━━ Listed records ━━

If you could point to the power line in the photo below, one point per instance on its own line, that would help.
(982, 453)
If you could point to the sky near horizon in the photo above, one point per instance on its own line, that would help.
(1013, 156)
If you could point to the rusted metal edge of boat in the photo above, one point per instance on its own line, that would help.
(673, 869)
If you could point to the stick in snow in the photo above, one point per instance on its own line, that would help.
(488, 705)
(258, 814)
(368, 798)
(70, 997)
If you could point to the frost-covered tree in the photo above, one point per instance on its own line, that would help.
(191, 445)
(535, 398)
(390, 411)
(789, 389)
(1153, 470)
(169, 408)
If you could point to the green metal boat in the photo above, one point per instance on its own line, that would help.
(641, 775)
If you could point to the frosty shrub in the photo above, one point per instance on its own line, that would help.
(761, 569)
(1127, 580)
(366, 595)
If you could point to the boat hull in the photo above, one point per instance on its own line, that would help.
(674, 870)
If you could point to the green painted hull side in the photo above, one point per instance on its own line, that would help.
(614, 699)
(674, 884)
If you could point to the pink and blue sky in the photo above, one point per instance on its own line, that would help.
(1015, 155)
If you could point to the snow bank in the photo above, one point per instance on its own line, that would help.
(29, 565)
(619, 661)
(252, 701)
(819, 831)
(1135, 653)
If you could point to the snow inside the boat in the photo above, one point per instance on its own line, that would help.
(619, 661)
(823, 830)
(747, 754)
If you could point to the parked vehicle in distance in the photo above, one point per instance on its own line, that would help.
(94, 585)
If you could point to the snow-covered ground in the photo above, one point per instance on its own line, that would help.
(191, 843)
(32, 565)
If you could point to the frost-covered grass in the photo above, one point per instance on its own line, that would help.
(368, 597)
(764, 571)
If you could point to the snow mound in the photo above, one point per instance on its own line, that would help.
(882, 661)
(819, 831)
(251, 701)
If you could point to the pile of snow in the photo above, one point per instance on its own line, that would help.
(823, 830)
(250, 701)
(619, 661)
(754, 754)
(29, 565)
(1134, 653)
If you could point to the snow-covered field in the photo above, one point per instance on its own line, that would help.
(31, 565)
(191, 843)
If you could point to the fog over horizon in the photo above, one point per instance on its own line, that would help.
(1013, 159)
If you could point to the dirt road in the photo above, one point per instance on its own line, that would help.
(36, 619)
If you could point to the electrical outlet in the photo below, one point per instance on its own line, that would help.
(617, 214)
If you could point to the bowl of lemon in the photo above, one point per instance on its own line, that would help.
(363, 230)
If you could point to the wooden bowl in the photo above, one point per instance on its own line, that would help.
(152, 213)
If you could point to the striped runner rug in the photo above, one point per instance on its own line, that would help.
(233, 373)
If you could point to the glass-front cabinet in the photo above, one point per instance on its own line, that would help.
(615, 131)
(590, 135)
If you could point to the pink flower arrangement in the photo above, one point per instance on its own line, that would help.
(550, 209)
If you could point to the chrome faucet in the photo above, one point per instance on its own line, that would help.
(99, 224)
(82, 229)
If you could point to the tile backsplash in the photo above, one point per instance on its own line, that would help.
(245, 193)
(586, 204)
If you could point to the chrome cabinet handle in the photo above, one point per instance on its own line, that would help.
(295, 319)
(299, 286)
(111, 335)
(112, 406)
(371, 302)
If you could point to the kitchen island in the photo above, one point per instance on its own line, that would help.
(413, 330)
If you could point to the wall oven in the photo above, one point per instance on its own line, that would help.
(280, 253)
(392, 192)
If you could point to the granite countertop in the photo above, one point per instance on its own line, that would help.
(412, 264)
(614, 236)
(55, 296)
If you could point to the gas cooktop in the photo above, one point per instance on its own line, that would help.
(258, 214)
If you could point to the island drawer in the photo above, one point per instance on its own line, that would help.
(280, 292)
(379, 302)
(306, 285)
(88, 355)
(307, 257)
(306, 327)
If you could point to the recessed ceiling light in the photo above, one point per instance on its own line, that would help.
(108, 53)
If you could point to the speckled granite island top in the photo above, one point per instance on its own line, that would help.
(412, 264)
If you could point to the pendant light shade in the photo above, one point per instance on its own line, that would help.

━━━

## Stated problem
Copy out all of the data above word for word, keeping each line as it appears and in the same order.

## Final result
If you could point to the power line in the photo below, one point per instance on its own line, that would help.
(982, 453)
If you could point to the sky near horizon in the photo above, one point per instance on its own line, that would help.
(1013, 156)
If you could point to the rusted metal edge of boat in the photo above, one point per instance on its own line, that would help.
(673, 869)
If you could point to the stick in snow in the photo above, one point per instance on its own line, that would help.
(488, 705)
(258, 814)
(368, 798)
(70, 997)
If you could point to the frost-covered tree in the photo above, one point per instance on its own line, that would help.
(191, 445)
(535, 398)
(390, 411)
(789, 389)
(1153, 470)
(169, 408)
If you could point to the green metal boat in the photo above, one point per instance on its own line, that would help.
(641, 775)
If you could point to the frosty shrub in the photo above, one point per instance on its own line, that would help.
(761, 569)
(1127, 580)
(366, 595)
If you could point to the boat hull in the photo above, one point per instance on its own line, that would help.
(674, 870)
If you could point to the green painted hull side in the photo above, one point per instance on its own line, that would help.
(614, 699)
(674, 884)
If you could point to the pink and blue sky in the photo above, one point per instance on its own line, that would help.
(1015, 155)
If you could point to the snow bank in the photo above, one point per instance on its own line, that would help.
(29, 565)
(619, 661)
(252, 701)
(819, 831)
(1135, 653)
If you could point to the snow inside the boat in the photo above, one point per instance on its own line, that would help.
(619, 661)
(823, 830)
(747, 754)
If you could point to the parked vehicle in distance in the photo above, one point per instance on its own line, that would help.
(94, 585)
If you could point to the snow-covered ground in the photo above, one point per instance on its own line, that would help.
(191, 843)
(32, 565)
If you could point to the frost-covered grass in the photo above, one point per instance on its own line, that would help.
(368, 597)
(764, 571)
If you could point to the snow mound in the photo above, one point per instance on its own line, that would help.
(882, 661)
(819, 831)
(251, 701)
If you could point to the pile of snow in the photo above, one point per instance on its own line, that would help.
(823, 830)
(250, 701)
(619, 661)
(754, 754)
(29, 565)
(1134, 653)
If you could point to the snow-covered field in the photo above, one point per instance on its own line, that would help.
(31, 565)
(191, 843)
If you could point to the fog over horizon in the photo above, one point per instance on its own line, that would help.
(1013, 159)
If you could point to the dirt road in the photo above, one point per instance on its own line, that would help.
(36, 619)
If you could point to the electrical outlet in the photo below, one point per instance on its own line, that would help.
(617, 214)
If you could point to the bowl of lemon in the photo above, one point per instance on its own line, that would help.
(363, 230)
If you could point to the wooden bowl in the photo above, one point per instance on its own line, that would help.
(152, 213)
If you could point to the striped runner rug in the photo above, one point per instance on its own line, that would help.
(233, 373)
If you could point to the glass-front cabinet in the photo above, one point per instance on its own line, that would help.
(615, 131)
(590, 135)
If you could point to the pink flower arrangement in the photo above, one point per instance on its own line, that would help.
(550, 209)
If you could point to the chrome faucet in the photo above, one point per instance on its own line, that would help.
(99, 224)
(82, 229)
If you could point to the tile backsplash in the photo above, one point per instance on its own line, that would help.
(245, 193)
(586, 204)
If you could point to the chrome cabinet handle in the photo above, one point per instance on its own line, that would help.
(295, 319)
(299, 286)
(111, 335)
(112, 406)
(371, 302)
If you could point to the kitchen island in the photo above, one point per instance on its own line, that would help.
(413, 330)
If you could point to the wall oven in the photo above, one point per instance on its own line, that would help.
(280, 253)
(392, 192)
If you could point to the granite countertop in the photo above, one point per instance on its own line, that would help.
(412, 264)
(614, 236)
(55, 296)
If you could point to the gas cooktop in the photo above, one point per instance on its own line, that would help.
(258, 214)
If you could point to the island drawer in the photo above, one point per instance on its own line, that would help.
(280, 292)
(379, 302)
(306, 285)
(88, 355)
(307, 257)
(306, 327)
If you could point to the recessed ceiling light in the photo above, one point per instance on its own line, that would help.
(108, 53)
If you could point to the speckled granite island top in the photo above, one point per instance on its own line, that would help.
(412, 264)
If you could point to the pendant light shade in the photo above, one point per instance on its own line, that would help.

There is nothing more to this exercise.